[Dataset rows]
------

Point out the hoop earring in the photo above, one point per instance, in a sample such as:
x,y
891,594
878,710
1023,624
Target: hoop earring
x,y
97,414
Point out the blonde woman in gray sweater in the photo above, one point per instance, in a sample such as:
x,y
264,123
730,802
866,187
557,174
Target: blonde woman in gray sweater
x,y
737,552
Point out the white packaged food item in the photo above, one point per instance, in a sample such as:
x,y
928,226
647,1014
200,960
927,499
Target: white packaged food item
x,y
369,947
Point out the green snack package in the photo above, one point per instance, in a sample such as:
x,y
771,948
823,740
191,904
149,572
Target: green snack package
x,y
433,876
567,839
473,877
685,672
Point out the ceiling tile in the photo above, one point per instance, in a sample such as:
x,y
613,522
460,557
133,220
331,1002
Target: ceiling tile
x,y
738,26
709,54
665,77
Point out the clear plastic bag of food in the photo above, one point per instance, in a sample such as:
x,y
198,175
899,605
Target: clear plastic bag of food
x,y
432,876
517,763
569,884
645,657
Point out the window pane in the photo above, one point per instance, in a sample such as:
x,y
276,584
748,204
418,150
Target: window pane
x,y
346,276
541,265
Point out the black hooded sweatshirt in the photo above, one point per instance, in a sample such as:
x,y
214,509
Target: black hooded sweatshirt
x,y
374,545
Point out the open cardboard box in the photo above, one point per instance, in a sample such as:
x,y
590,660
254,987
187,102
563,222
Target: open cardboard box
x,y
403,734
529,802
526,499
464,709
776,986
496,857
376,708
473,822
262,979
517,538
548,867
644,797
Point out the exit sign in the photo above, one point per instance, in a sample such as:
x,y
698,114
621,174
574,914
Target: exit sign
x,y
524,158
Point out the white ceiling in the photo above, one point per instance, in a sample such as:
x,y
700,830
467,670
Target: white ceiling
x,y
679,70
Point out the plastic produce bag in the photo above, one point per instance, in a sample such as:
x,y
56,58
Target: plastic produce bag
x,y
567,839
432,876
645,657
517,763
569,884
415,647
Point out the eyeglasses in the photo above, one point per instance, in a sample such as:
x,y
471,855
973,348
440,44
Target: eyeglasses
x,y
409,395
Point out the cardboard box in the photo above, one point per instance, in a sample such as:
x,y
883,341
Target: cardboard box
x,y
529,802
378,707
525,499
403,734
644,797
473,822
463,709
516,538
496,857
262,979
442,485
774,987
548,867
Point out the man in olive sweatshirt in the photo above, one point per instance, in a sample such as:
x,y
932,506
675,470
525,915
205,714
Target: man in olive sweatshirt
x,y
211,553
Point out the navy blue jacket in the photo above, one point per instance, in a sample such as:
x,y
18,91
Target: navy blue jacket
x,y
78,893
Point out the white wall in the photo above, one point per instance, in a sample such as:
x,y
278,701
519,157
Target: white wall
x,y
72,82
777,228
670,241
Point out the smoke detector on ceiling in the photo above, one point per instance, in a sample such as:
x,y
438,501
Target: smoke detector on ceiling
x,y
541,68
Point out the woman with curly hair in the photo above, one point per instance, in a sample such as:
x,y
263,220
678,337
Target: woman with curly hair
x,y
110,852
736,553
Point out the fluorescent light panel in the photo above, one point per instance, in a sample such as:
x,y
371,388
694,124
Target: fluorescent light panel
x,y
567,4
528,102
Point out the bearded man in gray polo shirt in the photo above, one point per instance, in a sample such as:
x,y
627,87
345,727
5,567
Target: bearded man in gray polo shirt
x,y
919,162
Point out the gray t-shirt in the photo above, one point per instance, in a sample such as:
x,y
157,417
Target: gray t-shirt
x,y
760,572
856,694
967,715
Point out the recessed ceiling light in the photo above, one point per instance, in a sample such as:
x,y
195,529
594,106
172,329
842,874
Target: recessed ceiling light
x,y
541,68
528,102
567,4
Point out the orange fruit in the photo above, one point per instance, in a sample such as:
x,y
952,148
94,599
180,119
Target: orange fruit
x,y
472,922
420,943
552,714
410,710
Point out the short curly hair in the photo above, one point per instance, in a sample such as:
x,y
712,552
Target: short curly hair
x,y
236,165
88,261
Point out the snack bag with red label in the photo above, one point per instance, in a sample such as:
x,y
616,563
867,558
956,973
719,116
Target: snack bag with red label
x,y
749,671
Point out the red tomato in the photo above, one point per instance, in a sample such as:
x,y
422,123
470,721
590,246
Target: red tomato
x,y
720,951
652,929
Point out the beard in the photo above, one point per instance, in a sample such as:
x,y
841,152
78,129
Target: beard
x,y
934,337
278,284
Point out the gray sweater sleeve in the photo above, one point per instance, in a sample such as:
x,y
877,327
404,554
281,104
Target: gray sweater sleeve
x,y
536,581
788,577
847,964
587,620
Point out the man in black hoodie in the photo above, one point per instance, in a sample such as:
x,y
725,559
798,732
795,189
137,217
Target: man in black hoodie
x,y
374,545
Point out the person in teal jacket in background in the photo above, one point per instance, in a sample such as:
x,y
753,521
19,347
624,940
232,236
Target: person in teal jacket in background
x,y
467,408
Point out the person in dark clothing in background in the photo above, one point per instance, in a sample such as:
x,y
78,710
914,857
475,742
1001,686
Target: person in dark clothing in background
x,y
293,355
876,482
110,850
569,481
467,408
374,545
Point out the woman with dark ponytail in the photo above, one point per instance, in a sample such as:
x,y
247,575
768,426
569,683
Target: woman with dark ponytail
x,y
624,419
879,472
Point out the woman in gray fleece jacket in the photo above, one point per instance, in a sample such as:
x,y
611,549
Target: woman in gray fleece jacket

------

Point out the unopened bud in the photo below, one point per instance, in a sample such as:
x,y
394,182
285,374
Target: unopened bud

------

## [Short problem]
Please list every line of the material that contains the word "label".

## [Exercise response]
Point out the snack bag with red label in the photo above, one point per instance, in a sample such as:
Target: snack bag with red label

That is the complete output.